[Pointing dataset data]
- - - -

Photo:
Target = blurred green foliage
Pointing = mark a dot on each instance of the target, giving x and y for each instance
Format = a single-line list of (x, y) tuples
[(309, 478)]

- - - -

EXERCISE AIM:
Can you output every line of the data above as a JSON list of strings, one string per line, leaving out any blank lines?

TASK RESULT:
[
  "Photo:",
  "Target = blurred green foliage",
  "Pointing = mark a dot on each instance of the target, giving x and y for each instance",
  "Format = a single-line list of (x, y) tuples",
  "[(309, 478)]"
]